_Supplied records_:
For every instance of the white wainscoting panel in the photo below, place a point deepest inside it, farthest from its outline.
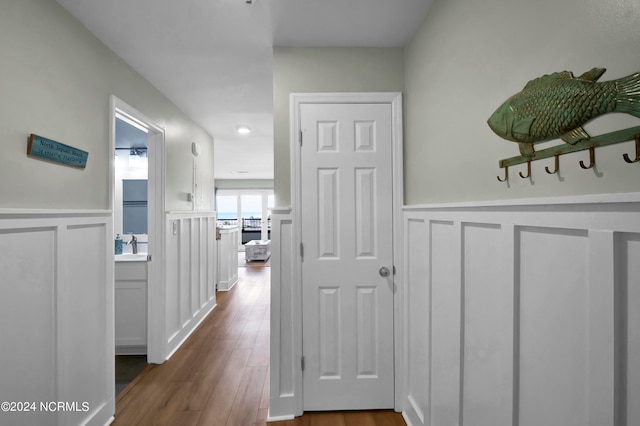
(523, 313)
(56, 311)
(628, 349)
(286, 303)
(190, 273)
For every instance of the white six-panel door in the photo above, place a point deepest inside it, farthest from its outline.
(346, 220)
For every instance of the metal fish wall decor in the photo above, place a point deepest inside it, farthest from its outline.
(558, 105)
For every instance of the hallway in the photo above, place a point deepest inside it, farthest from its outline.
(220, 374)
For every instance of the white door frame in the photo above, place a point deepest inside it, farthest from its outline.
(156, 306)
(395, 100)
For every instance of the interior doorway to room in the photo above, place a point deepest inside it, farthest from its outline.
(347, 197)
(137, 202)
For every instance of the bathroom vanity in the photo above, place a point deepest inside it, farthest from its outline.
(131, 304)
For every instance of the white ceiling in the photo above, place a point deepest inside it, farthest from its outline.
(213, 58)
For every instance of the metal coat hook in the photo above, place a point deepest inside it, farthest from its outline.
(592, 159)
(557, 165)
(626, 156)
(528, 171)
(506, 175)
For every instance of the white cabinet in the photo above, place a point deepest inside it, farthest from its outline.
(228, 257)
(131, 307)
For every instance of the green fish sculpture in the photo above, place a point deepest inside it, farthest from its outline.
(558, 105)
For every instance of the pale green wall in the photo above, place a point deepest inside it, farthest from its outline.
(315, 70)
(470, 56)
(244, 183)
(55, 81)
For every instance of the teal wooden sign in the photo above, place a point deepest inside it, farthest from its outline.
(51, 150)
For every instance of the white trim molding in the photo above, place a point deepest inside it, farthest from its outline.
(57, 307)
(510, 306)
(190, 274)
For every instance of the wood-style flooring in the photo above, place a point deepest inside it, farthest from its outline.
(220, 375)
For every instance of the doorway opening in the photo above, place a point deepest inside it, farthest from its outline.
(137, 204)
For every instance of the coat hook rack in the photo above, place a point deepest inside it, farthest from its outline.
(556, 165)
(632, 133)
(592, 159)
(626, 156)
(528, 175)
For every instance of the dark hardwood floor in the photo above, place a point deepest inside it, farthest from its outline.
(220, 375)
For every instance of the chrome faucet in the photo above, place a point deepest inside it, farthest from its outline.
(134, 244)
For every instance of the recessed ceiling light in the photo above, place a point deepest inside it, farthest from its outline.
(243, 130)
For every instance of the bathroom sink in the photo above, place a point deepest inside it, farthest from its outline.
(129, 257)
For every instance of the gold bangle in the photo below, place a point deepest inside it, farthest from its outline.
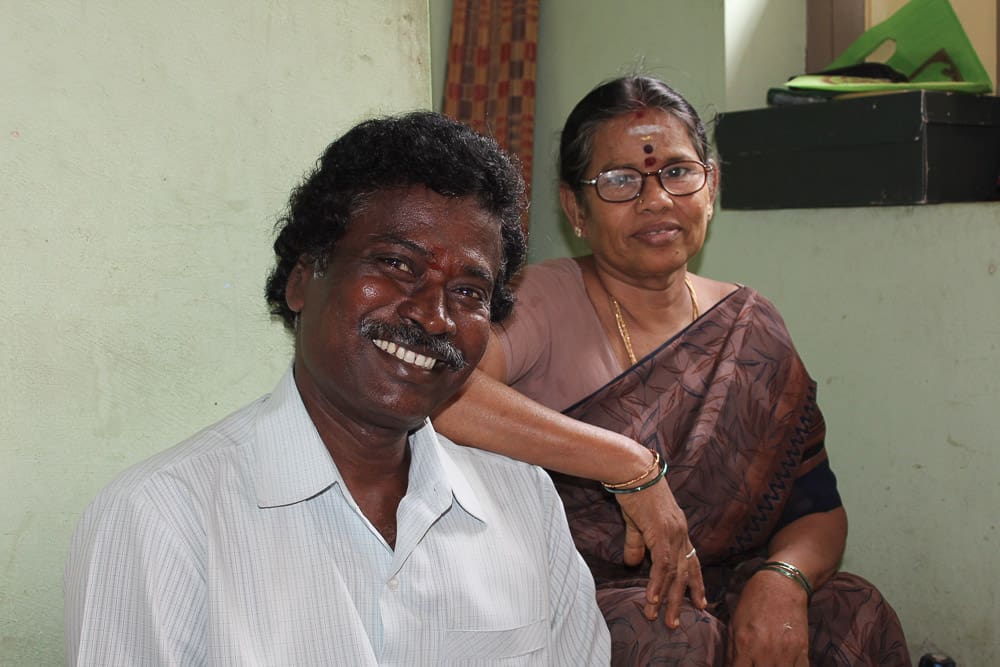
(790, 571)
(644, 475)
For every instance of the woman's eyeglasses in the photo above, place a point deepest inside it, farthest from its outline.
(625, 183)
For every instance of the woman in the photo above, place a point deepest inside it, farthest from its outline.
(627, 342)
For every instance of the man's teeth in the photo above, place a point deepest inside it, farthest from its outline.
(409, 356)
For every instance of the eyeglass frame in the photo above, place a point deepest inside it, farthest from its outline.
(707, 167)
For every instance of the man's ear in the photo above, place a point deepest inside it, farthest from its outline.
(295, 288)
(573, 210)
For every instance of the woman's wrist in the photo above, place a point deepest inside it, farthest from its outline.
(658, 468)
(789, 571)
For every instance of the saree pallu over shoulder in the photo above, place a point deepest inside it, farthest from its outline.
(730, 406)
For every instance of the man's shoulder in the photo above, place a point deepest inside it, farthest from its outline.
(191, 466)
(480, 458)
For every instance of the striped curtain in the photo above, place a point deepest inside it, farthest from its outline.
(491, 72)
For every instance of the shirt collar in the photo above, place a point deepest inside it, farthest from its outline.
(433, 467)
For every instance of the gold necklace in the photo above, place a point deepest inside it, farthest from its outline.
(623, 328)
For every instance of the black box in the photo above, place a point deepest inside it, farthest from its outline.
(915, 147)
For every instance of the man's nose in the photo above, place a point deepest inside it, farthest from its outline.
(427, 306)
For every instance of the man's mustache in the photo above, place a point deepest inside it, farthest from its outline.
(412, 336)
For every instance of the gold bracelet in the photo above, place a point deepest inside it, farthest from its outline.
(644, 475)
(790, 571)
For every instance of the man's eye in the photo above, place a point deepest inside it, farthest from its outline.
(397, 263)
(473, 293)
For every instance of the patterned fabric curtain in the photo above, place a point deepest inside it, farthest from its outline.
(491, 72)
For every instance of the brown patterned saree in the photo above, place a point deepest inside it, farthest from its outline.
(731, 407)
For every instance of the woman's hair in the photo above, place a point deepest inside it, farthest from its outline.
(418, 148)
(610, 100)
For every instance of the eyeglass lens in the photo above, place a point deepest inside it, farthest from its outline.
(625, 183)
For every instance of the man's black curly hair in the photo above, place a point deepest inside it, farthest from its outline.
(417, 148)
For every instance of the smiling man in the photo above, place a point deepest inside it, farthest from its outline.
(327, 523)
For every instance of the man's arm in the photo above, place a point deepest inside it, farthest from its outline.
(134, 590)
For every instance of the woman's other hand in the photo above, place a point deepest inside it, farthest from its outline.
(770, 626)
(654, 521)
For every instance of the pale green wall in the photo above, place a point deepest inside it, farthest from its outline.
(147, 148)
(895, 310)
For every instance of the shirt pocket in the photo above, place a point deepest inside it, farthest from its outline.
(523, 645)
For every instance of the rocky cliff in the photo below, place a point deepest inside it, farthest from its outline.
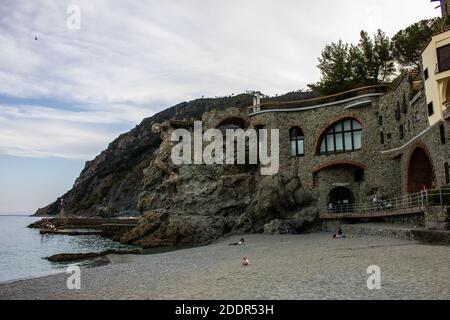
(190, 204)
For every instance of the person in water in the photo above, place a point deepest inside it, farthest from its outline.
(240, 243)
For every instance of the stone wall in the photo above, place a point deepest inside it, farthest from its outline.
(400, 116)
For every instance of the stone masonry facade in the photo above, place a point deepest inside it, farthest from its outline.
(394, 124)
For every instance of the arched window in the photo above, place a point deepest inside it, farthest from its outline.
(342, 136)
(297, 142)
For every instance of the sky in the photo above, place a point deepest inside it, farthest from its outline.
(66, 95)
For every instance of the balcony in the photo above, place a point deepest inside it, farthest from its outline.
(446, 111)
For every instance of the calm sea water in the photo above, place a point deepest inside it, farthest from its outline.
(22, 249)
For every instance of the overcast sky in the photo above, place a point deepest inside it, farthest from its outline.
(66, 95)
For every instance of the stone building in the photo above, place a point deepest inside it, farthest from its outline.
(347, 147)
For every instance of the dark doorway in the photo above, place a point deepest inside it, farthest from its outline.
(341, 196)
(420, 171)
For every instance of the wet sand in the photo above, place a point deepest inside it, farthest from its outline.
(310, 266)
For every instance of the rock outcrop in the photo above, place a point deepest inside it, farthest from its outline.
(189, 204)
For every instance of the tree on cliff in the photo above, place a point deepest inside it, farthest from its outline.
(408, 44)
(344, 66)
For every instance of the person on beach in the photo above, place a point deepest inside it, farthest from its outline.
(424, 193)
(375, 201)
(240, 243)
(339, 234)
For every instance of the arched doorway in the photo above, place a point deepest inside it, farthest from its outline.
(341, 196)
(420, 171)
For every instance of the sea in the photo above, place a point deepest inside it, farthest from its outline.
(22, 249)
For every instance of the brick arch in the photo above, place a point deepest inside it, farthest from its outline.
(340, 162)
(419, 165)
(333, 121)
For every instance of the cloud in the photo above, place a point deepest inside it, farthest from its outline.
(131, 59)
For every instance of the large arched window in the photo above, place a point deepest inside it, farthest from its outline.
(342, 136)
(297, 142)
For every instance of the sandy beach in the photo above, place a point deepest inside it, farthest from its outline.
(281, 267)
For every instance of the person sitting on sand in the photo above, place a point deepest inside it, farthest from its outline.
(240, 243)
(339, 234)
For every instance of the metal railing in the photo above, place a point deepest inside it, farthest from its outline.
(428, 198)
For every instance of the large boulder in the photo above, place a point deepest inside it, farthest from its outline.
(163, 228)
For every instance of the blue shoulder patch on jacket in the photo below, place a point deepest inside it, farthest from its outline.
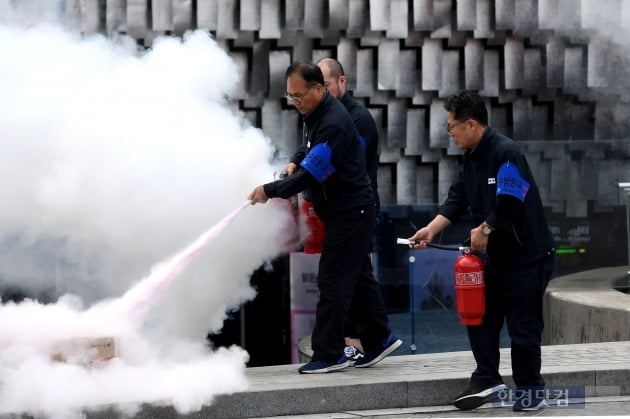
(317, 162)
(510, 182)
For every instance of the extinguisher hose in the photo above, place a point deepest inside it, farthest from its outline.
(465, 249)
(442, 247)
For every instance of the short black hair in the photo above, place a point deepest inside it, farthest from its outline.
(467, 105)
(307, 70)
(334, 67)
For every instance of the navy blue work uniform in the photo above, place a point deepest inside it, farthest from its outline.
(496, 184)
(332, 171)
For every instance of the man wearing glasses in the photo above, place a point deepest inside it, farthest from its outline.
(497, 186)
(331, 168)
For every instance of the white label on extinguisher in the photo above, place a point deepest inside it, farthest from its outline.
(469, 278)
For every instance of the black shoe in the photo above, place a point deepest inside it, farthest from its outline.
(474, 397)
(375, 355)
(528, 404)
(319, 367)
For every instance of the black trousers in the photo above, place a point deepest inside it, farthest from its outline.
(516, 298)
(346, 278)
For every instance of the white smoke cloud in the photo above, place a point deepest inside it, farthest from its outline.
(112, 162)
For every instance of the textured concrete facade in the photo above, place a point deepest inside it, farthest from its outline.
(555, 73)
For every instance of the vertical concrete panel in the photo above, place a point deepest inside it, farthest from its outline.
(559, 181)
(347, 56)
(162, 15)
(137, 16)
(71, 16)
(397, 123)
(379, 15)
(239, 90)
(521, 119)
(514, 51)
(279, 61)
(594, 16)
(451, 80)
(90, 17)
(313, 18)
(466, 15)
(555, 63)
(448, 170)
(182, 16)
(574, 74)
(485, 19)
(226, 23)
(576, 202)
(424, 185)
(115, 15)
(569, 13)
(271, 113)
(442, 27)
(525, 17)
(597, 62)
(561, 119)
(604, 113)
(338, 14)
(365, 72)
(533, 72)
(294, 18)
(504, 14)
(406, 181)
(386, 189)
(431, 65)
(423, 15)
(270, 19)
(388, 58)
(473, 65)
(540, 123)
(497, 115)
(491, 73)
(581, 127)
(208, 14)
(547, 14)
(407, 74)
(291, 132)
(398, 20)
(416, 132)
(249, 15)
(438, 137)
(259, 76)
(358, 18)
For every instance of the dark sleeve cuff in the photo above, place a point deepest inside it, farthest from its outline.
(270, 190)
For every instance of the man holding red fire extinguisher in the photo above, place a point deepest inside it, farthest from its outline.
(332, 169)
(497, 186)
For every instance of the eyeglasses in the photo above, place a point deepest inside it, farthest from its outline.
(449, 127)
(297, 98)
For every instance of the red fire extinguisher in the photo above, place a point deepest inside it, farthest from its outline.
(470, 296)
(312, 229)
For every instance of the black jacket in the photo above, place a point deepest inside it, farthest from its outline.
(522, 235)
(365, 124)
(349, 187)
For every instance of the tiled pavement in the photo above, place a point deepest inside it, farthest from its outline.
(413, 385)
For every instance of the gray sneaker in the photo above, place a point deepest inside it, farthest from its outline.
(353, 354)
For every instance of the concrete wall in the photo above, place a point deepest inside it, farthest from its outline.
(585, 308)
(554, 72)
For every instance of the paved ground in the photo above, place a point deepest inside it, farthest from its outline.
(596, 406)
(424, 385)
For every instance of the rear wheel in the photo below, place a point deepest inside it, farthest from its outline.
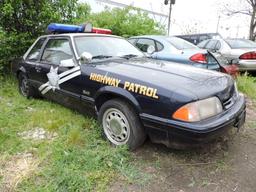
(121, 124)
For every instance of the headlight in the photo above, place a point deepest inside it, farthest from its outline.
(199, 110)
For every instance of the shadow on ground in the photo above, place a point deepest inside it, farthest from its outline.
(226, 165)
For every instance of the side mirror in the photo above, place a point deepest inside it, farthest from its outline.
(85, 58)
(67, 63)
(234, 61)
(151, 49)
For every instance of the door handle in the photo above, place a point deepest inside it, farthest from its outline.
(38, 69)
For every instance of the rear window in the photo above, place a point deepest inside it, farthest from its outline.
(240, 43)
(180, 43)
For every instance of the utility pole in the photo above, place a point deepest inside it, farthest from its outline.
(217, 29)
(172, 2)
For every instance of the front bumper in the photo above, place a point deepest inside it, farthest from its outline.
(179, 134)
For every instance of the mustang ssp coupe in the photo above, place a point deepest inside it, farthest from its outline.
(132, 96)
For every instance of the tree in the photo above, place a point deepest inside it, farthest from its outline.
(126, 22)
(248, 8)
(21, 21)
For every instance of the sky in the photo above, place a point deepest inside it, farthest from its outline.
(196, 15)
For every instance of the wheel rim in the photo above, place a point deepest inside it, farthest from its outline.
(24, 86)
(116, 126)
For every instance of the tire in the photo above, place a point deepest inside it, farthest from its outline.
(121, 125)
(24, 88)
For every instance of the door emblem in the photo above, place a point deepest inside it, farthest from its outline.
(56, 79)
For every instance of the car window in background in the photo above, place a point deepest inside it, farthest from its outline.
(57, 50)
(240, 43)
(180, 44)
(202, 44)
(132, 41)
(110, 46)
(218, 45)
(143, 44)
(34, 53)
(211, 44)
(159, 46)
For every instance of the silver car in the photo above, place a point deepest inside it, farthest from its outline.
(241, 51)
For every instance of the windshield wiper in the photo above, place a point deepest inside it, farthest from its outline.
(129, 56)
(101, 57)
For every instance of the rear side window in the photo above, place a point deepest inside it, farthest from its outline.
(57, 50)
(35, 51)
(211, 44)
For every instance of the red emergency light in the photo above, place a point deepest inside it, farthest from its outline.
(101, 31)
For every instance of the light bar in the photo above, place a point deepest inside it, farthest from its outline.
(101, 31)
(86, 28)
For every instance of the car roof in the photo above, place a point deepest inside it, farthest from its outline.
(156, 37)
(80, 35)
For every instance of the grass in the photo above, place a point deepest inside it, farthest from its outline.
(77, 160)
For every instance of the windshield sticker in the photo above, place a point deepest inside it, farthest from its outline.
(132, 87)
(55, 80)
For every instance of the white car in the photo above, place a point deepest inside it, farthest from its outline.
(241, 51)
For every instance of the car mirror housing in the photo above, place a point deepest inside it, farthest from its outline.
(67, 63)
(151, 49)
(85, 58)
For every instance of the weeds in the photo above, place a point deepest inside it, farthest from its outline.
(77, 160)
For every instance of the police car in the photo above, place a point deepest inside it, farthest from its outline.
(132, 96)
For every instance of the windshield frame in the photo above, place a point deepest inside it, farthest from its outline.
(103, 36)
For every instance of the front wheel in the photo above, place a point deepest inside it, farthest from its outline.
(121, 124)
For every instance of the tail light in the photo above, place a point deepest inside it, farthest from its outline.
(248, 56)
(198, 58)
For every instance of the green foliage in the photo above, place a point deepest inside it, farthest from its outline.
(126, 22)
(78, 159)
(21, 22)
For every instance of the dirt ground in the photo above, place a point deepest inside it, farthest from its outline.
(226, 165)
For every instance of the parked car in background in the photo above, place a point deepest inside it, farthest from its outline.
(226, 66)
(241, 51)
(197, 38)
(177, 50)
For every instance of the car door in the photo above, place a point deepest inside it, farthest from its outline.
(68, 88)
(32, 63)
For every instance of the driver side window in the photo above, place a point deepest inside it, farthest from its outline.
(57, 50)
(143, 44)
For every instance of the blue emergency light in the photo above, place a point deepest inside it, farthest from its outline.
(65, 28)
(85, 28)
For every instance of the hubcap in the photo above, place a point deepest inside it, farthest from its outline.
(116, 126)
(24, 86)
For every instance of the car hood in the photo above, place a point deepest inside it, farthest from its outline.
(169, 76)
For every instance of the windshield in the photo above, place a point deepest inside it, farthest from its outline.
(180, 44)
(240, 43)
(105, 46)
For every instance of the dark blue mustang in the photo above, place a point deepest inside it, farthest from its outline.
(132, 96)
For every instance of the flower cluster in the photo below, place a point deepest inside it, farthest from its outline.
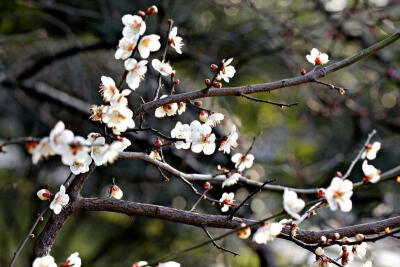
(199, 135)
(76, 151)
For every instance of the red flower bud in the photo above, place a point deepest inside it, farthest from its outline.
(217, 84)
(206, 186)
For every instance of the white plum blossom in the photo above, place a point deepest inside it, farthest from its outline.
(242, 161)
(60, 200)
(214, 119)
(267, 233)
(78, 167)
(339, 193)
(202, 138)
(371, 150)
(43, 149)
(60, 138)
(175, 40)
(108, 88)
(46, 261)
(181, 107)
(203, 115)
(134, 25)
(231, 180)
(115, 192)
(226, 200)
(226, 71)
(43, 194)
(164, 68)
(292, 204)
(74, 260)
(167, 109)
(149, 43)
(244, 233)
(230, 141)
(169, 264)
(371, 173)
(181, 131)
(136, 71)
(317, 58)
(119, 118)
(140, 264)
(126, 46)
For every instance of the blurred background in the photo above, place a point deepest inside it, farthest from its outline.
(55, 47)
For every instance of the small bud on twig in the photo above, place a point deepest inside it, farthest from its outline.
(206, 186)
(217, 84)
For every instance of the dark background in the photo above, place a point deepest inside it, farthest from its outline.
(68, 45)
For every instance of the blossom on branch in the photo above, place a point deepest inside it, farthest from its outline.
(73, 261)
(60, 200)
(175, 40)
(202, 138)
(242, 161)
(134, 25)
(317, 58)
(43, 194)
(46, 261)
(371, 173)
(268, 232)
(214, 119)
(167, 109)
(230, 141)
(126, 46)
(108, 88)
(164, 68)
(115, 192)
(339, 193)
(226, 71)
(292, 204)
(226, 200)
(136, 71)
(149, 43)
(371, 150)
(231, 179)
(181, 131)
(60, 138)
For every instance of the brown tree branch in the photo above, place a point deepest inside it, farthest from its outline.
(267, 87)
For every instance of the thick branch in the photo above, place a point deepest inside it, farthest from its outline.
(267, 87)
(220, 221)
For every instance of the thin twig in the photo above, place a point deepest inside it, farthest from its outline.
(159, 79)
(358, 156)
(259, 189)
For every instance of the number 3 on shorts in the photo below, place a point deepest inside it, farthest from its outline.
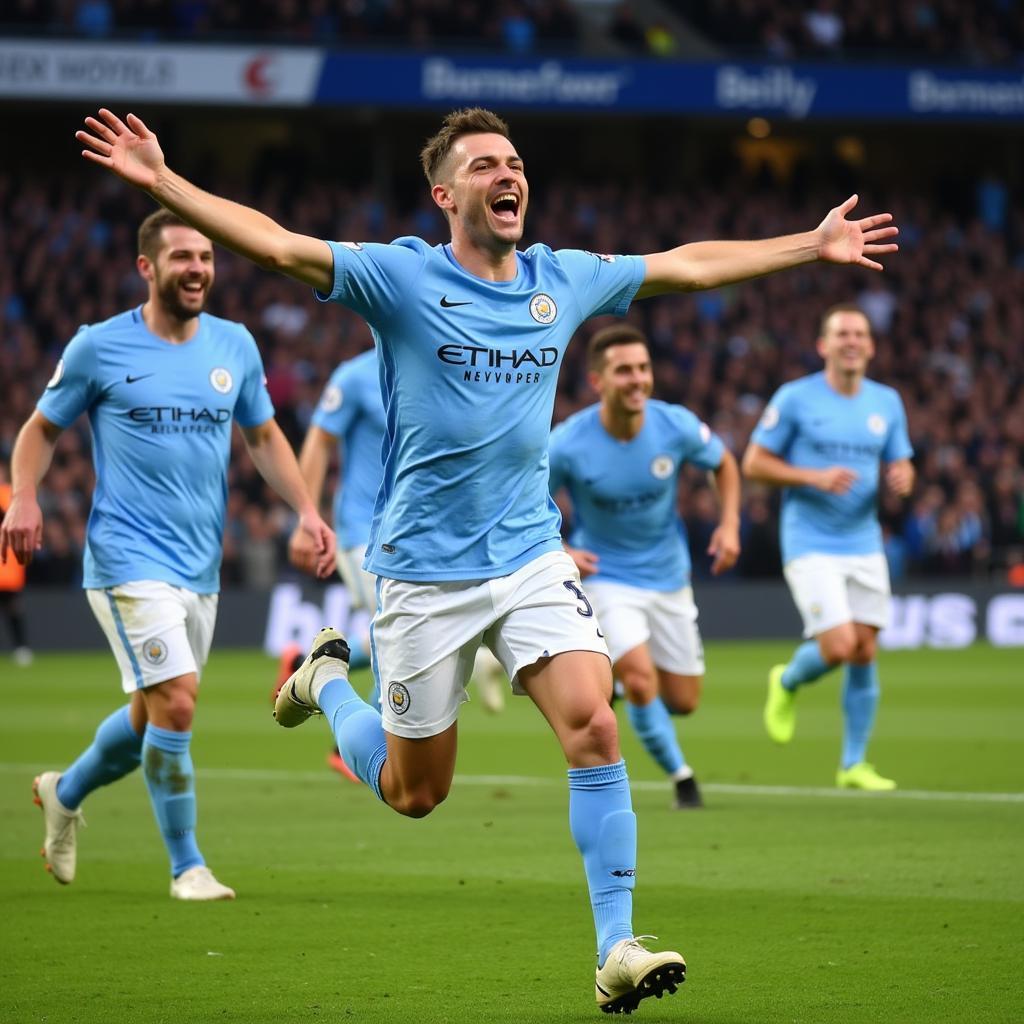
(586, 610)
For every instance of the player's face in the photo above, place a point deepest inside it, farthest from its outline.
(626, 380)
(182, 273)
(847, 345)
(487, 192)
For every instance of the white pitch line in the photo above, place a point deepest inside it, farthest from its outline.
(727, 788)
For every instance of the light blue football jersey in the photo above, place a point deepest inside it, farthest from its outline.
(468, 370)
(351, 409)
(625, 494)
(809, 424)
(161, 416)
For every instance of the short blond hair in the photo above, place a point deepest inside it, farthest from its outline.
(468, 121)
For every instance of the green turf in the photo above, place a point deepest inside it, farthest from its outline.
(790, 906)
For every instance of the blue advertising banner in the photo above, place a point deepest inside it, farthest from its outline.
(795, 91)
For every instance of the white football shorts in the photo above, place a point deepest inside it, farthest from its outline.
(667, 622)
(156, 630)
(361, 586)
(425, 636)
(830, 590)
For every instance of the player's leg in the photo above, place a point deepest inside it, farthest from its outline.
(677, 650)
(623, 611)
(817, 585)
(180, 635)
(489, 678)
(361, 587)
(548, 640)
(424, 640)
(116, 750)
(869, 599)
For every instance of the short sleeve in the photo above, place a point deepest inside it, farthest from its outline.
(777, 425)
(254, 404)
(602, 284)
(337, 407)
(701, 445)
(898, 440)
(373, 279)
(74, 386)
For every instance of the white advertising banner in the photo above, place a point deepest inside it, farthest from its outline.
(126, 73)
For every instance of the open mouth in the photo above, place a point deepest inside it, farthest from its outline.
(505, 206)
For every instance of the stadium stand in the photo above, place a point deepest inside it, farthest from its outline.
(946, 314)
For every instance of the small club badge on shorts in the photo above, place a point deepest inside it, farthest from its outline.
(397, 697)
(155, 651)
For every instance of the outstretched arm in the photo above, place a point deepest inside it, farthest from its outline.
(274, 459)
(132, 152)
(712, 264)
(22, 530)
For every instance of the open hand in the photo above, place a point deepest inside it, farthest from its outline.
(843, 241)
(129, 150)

_Problem details_: The line with "For every instance of the stadium" and all the lines after it in the records above are to be output exactly, with nothing added.

_Solution to this exercise_:
For every instance of the stadium stand in the photo above, place a point deepest inside it, farthest from its outline.
(946, 314)
For every instance of the small club badge on shorts in the photo above, place a point deepest inside it, farthest from its outline.
(397, 697)
(155, 651)
For every instance of the outstretched arm in the photo above, place a point deepest inside it, farthest from its outline.
(274, 459)
(132, 152)
(712, 264)
(22, 530)
For every instance of the open hand in the photo above, place a point deepest inside it, farthest from its outline.
(843, 241)
(129, 150)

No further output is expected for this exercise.